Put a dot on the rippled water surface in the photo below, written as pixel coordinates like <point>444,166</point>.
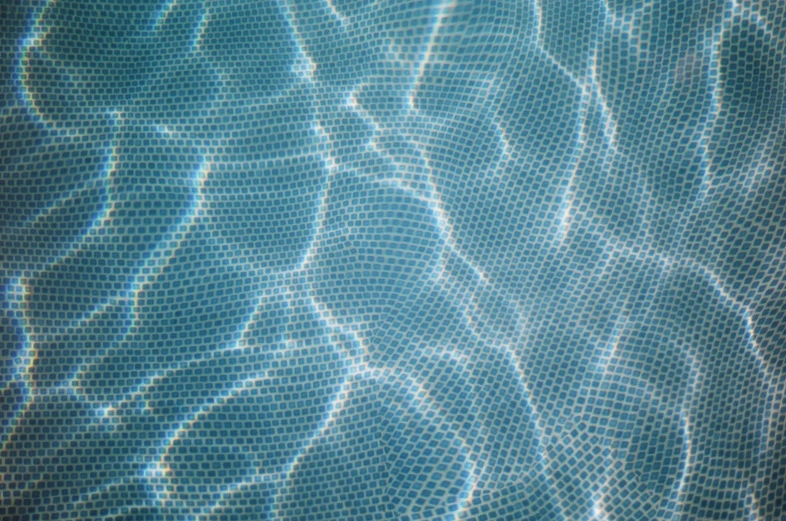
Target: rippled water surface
<point>393,259</point>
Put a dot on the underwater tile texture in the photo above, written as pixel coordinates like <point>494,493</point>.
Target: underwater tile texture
<point>412,260</point>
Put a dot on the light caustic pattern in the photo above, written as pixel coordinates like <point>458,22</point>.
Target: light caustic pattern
<point>386,259</point>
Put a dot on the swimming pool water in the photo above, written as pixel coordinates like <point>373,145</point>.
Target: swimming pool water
<point>393,259</point>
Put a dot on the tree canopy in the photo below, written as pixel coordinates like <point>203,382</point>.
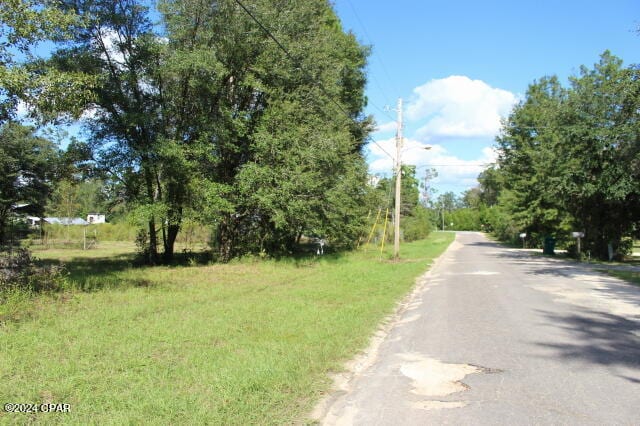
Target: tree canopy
<point>569,158</point>
<point>254,128</point>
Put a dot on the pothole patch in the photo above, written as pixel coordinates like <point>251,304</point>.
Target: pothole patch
<point>433,379</point>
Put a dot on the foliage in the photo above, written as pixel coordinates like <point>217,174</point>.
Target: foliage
<point>416,220</point>
<point>20,272</point>
<point>212,119</point>
<point>23,76</point>
<point>28,164</point>
<point>569,161</point>
<point>205,344</point>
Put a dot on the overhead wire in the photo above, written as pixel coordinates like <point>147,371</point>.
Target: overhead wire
<point>296,63</point>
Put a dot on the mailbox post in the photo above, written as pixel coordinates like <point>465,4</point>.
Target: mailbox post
<point>577,236</point>
<point>522,237</point>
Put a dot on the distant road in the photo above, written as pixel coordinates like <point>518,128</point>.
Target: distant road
<point>499,336</point>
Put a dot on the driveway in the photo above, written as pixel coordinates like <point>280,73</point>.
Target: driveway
<point>494,335</point>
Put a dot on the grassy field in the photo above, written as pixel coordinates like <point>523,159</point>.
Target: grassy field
<point>249,342</point>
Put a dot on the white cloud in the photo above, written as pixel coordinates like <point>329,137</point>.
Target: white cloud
<point>453,172</point>
<point>386,127</point>
<point>457,106</point>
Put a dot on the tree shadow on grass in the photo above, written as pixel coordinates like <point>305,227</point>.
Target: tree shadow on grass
<point>88,274</point>
<point>600,338</point>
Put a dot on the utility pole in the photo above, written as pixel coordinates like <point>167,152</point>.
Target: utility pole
<point>396,230</point>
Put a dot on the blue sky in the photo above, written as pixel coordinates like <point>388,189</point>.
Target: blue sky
<point>460,65</point>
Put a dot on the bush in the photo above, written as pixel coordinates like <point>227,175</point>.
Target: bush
<point>19,271</point>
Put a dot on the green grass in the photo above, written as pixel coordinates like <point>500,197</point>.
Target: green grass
<point>628,276</point>
<point>249,342</point>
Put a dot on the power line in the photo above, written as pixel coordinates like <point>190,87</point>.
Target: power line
<point>299,66</point>
<point>294,60</point>
<point>366,33</point>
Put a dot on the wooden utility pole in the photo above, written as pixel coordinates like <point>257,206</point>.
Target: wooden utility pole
<point>396,230</point>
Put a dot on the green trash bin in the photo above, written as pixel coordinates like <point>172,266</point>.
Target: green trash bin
<point>549,245</point>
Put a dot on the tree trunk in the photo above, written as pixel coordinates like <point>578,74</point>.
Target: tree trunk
<point>169,242</point>
<point>153,233</point>
<point>225,239</point>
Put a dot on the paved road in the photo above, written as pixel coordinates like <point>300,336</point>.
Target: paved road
<point>498,336</point>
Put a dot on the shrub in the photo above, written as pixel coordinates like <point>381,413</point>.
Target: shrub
<point>19,271</point>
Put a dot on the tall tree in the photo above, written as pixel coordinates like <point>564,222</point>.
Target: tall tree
<point>23,75</point>
<point>28,165</point>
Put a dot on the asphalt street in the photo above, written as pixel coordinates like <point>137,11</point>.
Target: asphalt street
<point>500,336</point>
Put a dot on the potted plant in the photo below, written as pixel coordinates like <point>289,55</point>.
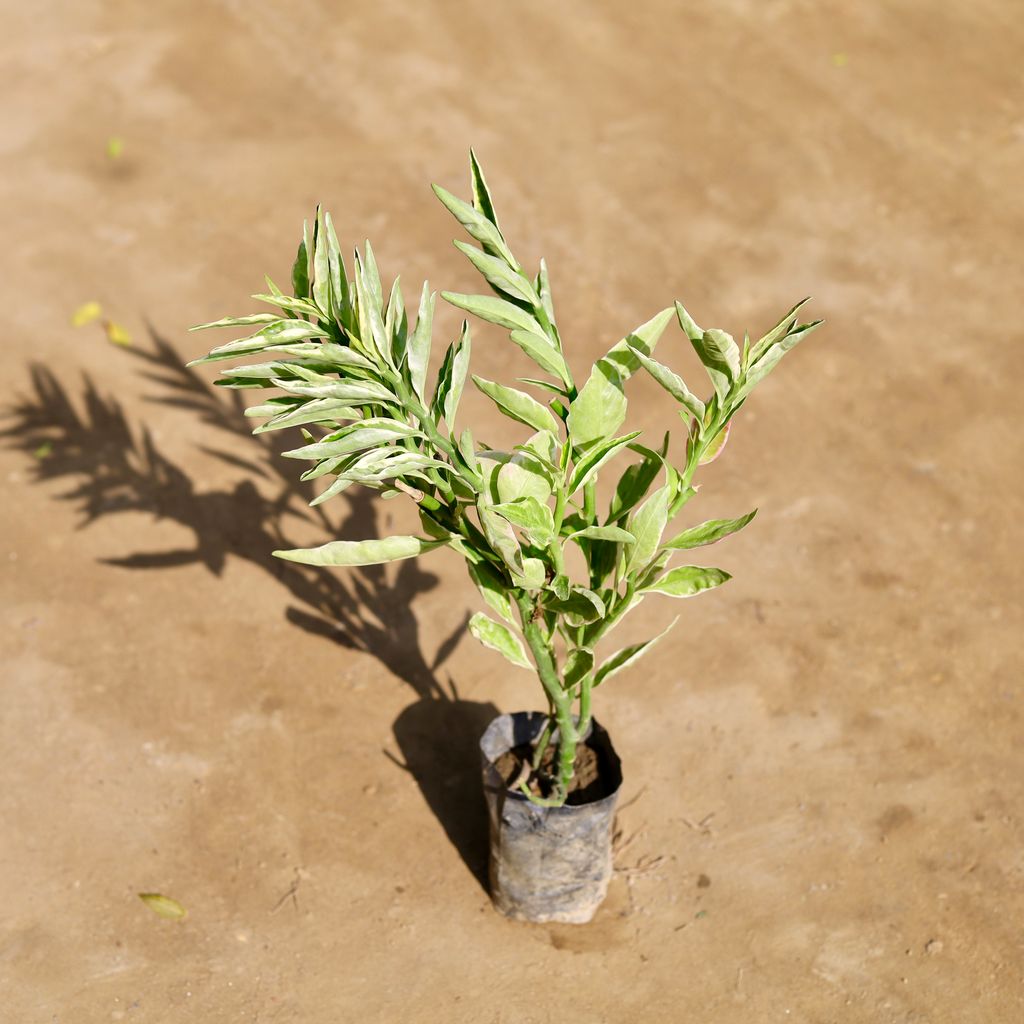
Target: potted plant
<point>353,372</point>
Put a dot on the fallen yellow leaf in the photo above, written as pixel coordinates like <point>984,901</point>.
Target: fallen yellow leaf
<point>117,334</point>
<point>86,313</point>
<point>164,906</point>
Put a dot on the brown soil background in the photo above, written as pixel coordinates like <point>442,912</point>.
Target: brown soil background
<point>827,757</point>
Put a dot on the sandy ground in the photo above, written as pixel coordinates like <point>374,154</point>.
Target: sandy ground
<point>825,764</point>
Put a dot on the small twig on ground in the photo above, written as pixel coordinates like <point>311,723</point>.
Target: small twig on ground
<point>291,893</point>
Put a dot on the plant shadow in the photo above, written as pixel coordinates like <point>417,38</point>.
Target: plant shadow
<point>114,466</point>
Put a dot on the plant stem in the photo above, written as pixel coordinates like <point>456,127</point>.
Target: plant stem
<point>590,500</point>
<point>561,700</point>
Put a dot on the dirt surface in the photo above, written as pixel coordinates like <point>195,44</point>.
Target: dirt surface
<point>586,786</point>
<point>825,762</point>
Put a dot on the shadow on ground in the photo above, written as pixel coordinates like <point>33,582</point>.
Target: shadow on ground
<point>113,467</point>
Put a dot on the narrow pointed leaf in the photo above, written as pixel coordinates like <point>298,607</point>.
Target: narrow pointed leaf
<point>534,518</point>
<point>481,195</point>
<point>647,525</point>
<point>495,310</point>
<point>595,458</point>
<point>709,532</point>
<point>614,534</point>
<point>477,225</point>
<point>500,275</point>
<point>460,369</point>
<point>720,355</point>
<point>371,552</point>
<point>686,322</point>
<point>674,384</point>
<point>629,655</point>
<point>716,446</point>
<point>687,581</point>
<point>419,343</point>
<point>249,321</point>
<point>518,404</point>
<point>544,353</point>
<point>493,589</point>
<point>777,332</point>
<point>500,638</point>
<point>771,357</point>
<point>579,665</point>
<point>599,410</point>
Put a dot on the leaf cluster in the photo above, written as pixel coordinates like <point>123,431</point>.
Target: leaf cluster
<point>343,360</point>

§ DIRECTIONS FOR THIS TASK
Everything from the line with "Put a dot on the pothole" through the line with "Put a dot on the foliage" in the listing above must be retyped exactly, with nothing added.

§ EXERCISE OUTPUT
Put a dot on the pothole patch in the photo above, written as pixel coordinates like <point>251,304</point>.
Target: pothole patch
<point>433,379</point>
Put a dot on the foliage in the photo above, written as pixel coordinates like <point>217,174</point>.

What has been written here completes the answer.